*HALAMAN*.
┄┄┄┄┄┄

Minggu, 05 Juni 2016

Azimah wa Rukhsoh



BAB I
PENDAHULUAN

A. Latar Belakang
Ilmu fiqh yang merupakan panduan ubudiah para mukallaf. Selalu berhadapan dengan kondisi dimana seorang mukallaf berada dan situasi yang dihadapinya, dimana kondisi dan situasi tersebut dapat mempengaruhi kemampuannya dalam melaksanakan hal-hal yang menjadi kewajibannya terutama dalam hal ubudiah.
Ilmu fiqh merupakan hasil dari pemikiran para ulama tentang pedoman pelaksanaan ubudiyah para mukallaf yang diatur berdasarkan kaidah-kaidah dan ketentuan-ketentuan yang baku yang kita kenal dengan istilah istimbath hukum. Terlepas dari perbedaan pendapat di kalangan mereka,  istimbath hukum tersebut dilakukan berdasarkan aturan tertentu yang disebut dengan ushul fiqh.

┄┄┄┄┄┄

[Catatan anotasi kontur]
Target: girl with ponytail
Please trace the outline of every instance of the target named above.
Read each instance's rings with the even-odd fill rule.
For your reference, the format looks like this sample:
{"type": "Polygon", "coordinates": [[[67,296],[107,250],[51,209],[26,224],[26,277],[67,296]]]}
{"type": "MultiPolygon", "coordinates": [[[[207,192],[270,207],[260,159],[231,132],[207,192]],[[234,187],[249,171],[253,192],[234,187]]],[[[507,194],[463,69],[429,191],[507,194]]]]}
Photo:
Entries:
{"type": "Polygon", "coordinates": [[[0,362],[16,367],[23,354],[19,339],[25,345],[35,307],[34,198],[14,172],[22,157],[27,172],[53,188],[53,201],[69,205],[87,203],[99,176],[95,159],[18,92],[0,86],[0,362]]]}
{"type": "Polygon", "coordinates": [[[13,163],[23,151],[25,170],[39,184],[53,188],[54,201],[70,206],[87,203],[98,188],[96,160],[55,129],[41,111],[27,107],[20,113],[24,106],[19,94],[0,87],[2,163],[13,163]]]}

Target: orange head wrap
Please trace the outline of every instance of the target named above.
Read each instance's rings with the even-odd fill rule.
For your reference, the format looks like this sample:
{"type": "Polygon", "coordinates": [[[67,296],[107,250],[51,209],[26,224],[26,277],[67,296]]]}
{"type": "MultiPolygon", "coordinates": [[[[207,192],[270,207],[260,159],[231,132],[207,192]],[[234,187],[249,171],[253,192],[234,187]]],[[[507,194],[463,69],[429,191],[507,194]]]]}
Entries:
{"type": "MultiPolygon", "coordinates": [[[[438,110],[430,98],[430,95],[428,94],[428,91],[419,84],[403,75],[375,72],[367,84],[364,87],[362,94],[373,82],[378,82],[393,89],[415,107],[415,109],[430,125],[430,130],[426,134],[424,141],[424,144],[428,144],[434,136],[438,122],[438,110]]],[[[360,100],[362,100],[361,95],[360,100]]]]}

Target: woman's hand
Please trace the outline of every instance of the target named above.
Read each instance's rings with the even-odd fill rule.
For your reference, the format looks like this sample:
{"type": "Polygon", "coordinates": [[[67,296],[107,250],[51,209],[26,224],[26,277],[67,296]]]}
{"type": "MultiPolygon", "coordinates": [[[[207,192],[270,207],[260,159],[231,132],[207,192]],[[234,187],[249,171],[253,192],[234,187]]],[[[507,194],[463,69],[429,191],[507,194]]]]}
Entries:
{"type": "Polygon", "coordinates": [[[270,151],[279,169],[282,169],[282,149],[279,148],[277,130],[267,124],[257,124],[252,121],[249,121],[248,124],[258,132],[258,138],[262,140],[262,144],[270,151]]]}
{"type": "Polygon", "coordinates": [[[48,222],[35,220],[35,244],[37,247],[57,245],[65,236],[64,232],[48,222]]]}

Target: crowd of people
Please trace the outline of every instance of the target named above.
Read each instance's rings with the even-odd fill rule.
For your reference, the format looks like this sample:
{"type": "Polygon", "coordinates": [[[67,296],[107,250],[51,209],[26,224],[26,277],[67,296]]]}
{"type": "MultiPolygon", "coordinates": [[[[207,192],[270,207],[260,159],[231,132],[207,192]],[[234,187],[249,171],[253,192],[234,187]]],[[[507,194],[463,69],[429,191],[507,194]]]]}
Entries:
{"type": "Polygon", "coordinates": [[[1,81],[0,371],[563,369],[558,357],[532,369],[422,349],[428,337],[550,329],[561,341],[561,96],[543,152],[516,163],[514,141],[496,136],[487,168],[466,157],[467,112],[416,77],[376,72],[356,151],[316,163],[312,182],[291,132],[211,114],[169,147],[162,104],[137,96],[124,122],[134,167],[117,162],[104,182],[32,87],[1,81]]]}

┄┄┄┄┄┄

*TUGAS ANDA*.
Salin tanpa diubah seluruh bagian halaman tentang azimah dan rukhsoh, mulai dari "Azimah wa Rukhsoh" terus sampai "dengan ushul fiqh.".

*JAWABAN LATIHAN*.
Azimah wa Rukhsoh



BAB I
PENDAHULUAN

A. Latar Belakang
Ilmu fiqh yang merupakan panduan ubudiah para mukallaf. Selalu berhadapan dengan kondisi dimana seorang mukallaf berada dan situasi yang dihadapinya, dimana kondisi dan situasi tersebut dapat mempengaruhi kemampuannya dalam melaksanakan hal-hal yang menjadi kewajibannya terutama dalam hal ubudiah.
Ilmu fiqh merupakan hasil dari pemikiran para ulama tentang pedoman pelaksanaan ubudiyah para mukallaf yang diatur berdasarkan kaidah-kaidah dan ketentuan-ketentuan yang baku yang kita kenal dengan istilah istimbath hukum. Terlepas dari perbedaan pendapat di kalangan mereka,  istimbath hukum tersebut dilakukan berdasarkan aturan tertentu yang disebut dengan ushul fiqh.